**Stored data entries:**
= Beginning of Section =

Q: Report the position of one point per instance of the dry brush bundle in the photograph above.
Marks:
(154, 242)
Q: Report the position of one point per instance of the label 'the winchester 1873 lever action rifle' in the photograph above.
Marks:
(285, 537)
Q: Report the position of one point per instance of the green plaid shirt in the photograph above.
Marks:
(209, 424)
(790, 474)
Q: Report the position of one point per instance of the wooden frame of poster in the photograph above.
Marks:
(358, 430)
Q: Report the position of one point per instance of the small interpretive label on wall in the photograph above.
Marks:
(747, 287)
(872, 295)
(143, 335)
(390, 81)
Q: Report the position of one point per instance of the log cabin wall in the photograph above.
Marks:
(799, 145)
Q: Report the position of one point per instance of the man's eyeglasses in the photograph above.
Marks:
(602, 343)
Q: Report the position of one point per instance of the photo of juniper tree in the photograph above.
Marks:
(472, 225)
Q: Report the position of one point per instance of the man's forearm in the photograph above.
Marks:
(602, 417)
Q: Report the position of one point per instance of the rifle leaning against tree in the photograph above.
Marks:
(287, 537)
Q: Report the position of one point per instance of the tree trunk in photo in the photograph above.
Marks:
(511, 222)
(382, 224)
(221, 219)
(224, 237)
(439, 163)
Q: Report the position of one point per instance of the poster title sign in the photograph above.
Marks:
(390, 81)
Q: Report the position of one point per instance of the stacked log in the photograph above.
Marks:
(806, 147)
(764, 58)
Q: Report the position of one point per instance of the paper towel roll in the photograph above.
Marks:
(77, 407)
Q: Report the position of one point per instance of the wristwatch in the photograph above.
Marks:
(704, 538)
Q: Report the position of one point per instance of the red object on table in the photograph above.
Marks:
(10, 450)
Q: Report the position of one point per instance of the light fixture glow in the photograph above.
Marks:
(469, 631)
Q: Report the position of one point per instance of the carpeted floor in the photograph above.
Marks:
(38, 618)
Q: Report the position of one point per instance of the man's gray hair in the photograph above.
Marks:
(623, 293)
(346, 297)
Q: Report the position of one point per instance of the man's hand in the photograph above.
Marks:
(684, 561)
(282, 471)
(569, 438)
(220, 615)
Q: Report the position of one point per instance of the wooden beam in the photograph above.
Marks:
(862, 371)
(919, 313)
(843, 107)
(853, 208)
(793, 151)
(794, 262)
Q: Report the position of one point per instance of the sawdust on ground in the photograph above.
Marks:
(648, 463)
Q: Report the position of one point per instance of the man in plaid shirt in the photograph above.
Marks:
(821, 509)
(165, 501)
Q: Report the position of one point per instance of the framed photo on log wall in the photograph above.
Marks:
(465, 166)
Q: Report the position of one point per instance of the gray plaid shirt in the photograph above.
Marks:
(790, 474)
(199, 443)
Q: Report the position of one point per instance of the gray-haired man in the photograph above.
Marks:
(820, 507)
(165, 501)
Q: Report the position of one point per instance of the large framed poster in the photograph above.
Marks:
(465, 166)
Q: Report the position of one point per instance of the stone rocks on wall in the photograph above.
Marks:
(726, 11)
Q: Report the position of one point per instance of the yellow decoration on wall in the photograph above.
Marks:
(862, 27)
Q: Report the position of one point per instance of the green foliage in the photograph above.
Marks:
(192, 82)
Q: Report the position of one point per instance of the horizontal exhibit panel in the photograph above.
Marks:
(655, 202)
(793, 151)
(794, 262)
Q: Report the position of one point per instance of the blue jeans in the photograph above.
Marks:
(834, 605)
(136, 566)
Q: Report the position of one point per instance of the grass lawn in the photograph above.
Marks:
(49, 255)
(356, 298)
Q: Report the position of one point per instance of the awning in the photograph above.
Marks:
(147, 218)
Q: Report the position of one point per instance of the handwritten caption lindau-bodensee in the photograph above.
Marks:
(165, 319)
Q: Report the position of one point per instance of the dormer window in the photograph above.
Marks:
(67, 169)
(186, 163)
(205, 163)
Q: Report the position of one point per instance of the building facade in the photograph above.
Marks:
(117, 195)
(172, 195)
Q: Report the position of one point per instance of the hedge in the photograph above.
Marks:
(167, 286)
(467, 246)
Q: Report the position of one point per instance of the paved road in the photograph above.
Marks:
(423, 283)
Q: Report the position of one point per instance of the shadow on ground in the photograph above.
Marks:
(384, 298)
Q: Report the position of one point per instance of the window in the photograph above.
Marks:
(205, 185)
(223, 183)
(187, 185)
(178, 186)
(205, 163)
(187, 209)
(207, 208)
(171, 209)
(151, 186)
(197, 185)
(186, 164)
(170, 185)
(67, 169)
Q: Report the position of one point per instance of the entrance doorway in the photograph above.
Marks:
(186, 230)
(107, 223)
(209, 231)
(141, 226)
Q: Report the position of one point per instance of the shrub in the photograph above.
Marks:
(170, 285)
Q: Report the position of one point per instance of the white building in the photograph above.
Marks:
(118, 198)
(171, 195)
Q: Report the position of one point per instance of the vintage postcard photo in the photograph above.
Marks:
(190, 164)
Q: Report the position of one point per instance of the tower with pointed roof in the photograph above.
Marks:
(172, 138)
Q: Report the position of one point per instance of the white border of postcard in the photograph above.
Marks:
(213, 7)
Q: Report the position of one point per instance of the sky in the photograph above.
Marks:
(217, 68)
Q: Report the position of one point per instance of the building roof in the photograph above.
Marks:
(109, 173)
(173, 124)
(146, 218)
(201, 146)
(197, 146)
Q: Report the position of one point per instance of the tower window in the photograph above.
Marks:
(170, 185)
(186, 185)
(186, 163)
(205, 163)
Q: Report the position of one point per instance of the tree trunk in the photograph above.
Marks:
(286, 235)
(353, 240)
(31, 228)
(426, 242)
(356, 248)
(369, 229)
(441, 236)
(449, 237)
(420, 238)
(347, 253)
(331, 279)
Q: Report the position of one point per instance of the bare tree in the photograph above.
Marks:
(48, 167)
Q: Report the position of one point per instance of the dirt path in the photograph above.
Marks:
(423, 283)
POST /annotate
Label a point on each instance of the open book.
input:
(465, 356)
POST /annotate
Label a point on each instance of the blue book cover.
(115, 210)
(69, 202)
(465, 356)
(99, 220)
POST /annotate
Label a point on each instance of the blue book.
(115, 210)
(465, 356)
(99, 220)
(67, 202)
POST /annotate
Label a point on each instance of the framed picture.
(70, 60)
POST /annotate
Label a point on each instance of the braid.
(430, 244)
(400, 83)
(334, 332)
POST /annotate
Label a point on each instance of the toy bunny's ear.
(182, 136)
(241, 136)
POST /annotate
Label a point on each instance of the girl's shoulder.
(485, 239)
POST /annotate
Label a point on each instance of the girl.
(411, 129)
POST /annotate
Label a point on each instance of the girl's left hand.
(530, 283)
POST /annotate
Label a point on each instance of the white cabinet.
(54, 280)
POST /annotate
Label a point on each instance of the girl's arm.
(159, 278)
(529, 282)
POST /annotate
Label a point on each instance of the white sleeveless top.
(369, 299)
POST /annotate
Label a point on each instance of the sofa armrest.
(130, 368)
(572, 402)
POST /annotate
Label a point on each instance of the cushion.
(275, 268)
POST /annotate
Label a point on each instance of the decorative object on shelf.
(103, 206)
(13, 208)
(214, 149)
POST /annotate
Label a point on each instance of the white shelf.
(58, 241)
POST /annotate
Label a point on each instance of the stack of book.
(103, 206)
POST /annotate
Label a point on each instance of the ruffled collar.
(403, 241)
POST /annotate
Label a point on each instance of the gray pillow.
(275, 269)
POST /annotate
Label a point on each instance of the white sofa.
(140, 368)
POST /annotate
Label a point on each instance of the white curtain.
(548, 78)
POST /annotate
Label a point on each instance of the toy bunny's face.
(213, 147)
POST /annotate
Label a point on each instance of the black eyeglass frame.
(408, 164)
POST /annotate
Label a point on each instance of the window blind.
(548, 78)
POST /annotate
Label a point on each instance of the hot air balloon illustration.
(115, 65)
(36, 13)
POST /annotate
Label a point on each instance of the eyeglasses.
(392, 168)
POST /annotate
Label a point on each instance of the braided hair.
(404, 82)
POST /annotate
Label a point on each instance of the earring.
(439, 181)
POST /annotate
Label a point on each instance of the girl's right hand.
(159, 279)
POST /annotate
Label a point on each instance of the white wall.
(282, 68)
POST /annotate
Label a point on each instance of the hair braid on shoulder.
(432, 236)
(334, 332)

= End of Section =

**Task description:** Wherever a line contains the string "roof", copy that line from the data.

**Written solution:**
Q: Report the position of one point per instance of the tower with pointed roof in the photograph above.
Q: Report the position of one point per instance of the building roof in the photograph above.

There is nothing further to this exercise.